_ZU ERLEDIGENDE AUFGABEN_.
A - Beantworten Sie die folgenden Fragen zum Auszug über Kaffee jeweils in einem kurzen Satz.
(i) Wovon können die Inhaltsstoffe des Kaffees je nach Rohkaffee schwanken?
(ii) Bei welchen Personengruppen wird das Koffein langsamer ausgeschieden?
(iii) Welche Faktoren spielen laut dem Auszug über Kaffee daneben noch eine Rolle?
B - Nehmen Sie den Auszug über Kaffee nach seinem letzten Satz wieder auf und schreiben Sie ihn fort.

_TEXTAUSZUG_.
****************************************

Die Inhaltsstoffe des Kaffees können je nach Herkunftsland und Aufbereitungsart des Rohkaffees schwanken. Dementsprechend hängt auch die Wirkung des Getränks von verschiedenen Faktoren ab, beispielsweise auch von der Zubereitung. Ob als Espresso, Cappuccino oder Mokka, mit Milch, Zucker oder schwarz wie die Nacht. Jeder hat seine Vorliebe, und bei jedem wirkt der Koffeinkick unterschiedlich.

Denn es gibt durchaus individuelle Aspekte bezüglich der Kaffeewirkung. So wird das Koffein bei Kindern oder Schwangeren, aber auch bei Patienten mit Lebererkrankungen langsamer ausgeschieden. Daneben spielen auch genetische Faktoren oder Umweltbedingungen eine Rolle.[5] Und nicht jeder, der nachmittags eine Tasse Kaffee zu sich nimmt, liegt in der darauffolgenden Nacht stundenlang wach.

****************************************

_BEREITGESTELLTE DATEN_.
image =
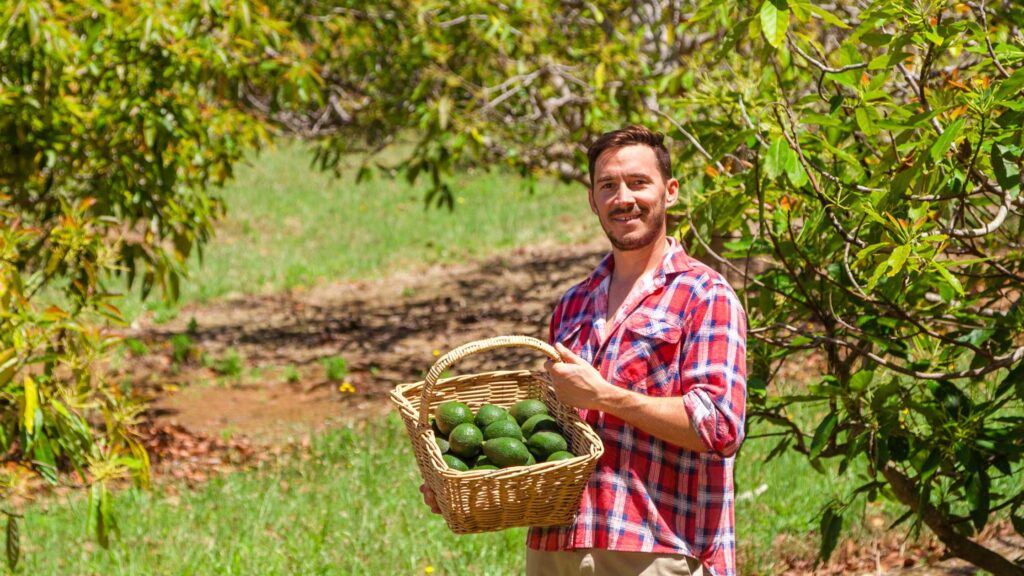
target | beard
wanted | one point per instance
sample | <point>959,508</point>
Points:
<point>653,220</point>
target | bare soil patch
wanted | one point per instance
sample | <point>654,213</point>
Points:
<point>201,421</point>
<point>387,332</point>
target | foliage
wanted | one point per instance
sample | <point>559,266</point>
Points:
<point>861,161</point>
<point>117,122</point>
<point>213,529</point>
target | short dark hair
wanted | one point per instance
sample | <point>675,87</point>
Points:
<point>630,135</point>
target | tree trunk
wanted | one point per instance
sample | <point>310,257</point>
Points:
<point>958,544</point>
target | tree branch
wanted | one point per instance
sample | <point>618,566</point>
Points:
<point>907,493</point>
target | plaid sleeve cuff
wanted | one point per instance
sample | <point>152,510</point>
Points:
<point>715,430</point>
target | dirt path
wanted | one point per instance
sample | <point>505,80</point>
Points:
<point>387,332</point>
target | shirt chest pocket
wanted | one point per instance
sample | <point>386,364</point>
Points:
<point>648,357</point>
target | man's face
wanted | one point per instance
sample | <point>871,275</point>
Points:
<point>630,196</point>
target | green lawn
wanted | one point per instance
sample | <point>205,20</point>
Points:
<point>350,505</point>
<point>289,224</point>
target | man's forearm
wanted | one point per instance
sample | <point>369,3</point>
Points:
<point>662,417</point>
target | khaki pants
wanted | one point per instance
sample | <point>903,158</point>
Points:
<point>593,562</point>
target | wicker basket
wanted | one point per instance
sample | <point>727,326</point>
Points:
<point>544,494</point>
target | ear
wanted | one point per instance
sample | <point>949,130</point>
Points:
<point>590,198</point>
<point>671,192</point>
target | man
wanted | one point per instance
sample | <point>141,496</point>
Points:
<point>653,346</point>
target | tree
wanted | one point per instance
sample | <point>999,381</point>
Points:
<point>862,161</point>
<point>117,124</point>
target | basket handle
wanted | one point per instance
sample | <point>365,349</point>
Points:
<point>445,362</point>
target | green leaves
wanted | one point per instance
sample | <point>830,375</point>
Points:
<point>774,22</point>
<point>946,139</point>
<point>822,435</point>
<point>781,159</point>
<point>830,527</point>
<point>13,542</point>
<point>1006,166</point>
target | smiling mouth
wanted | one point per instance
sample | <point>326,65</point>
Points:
<point>627,217</point>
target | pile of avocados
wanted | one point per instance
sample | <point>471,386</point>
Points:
<point>496,438</point>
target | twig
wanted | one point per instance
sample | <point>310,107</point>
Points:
<point>820,66</point>
<point>988,42</point>
<point>825,203</point>
<point>688,135</point>
<point>997,362</point>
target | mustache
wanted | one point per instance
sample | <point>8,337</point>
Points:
<point>627,211</point>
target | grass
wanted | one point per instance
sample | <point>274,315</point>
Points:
<point>351,505</point>
<point>290,225</point>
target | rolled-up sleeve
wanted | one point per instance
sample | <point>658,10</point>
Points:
<point>713,368</point>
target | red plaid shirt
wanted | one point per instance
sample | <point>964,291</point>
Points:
<point>680,332</point>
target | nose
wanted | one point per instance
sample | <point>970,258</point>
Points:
<point>624,195</point>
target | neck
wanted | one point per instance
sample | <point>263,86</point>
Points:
<point>632,264</point>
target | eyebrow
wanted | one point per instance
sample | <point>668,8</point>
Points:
<point>630,175</point>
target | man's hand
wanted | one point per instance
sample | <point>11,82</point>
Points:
<point>428,499</point>
<point>578,383</point>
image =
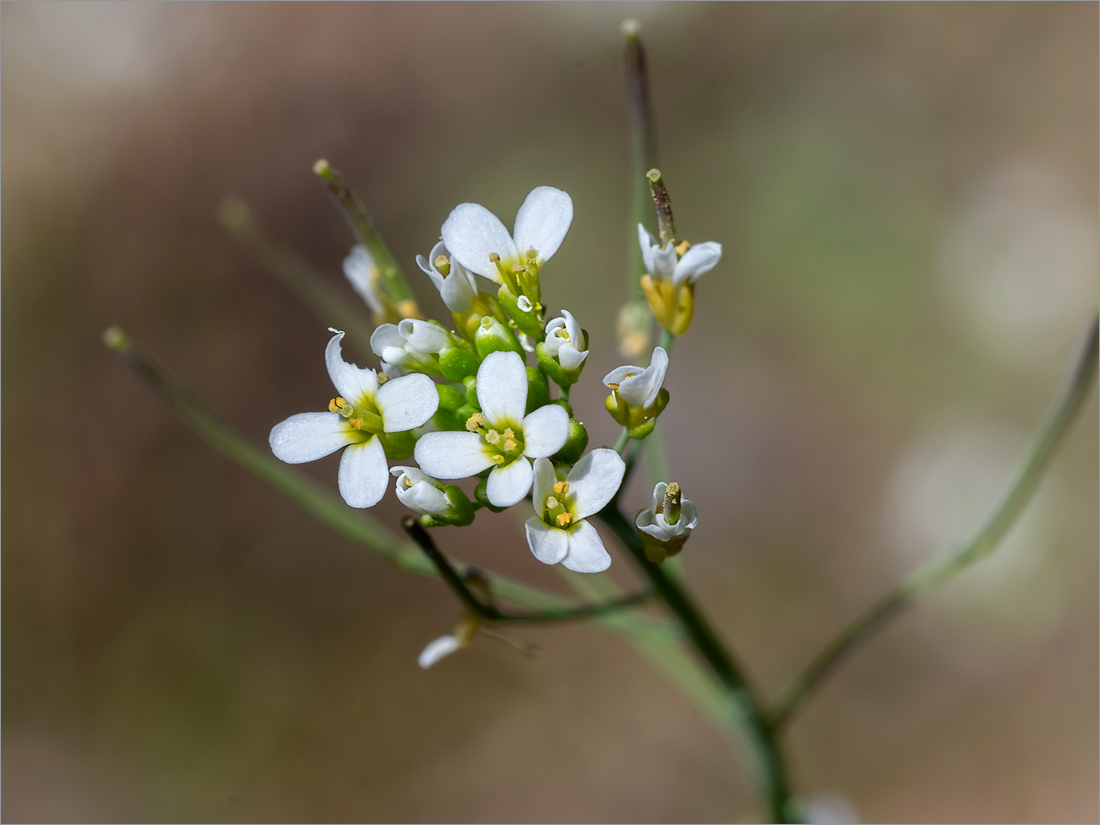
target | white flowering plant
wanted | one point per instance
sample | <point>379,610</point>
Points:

****************************************

_ERWARTETE ANTWORTEN_.
A -
(i) Sie können je nach Herkunftsland und Aufbereitungsart des Rohkaffees schwanken.
(ii) Bei Kindern, Schwangeren und Patienten mit Lebererkrankungen wird das Koffein langsamer ausgeschieden.
(iii) Auch genetische Faktoren oder Umweltbedingungen spielen eine Rolle.

B -
Grundsätzlich ist die anregende Wirkung durch das Koffein für die meisten das Hauptargument für ihren mehr oder weniger starken Kaffeekonsum. Dabei sollte nicht vergessen werden, dass man hier bereits von einer arzneilichen Anwendung sprechen kann. Denn schließlich soll der Kaffee die körperliche, meist aber eher die geistige Müdigkeit vertreiben. Ganz im Sinne eines Aufputschmittels, das die Lebenskräfte wieder in Schwung bringt. Im Hinblick auf die Homöopathie liegt aber genau hier auch ein Argument gegen die regelmäßige Tasse Kaffee. Denn homöopathische Arzneien sollen möglichst alleine wirken, ohne dass sonstige andere Mittel in den Organismus eingreifen. Der Kaffee kann im Sinne eines Medikaments durchaus das Symptombild verändern, sodass die richtige Mittelwahl dadurch erschwert wird.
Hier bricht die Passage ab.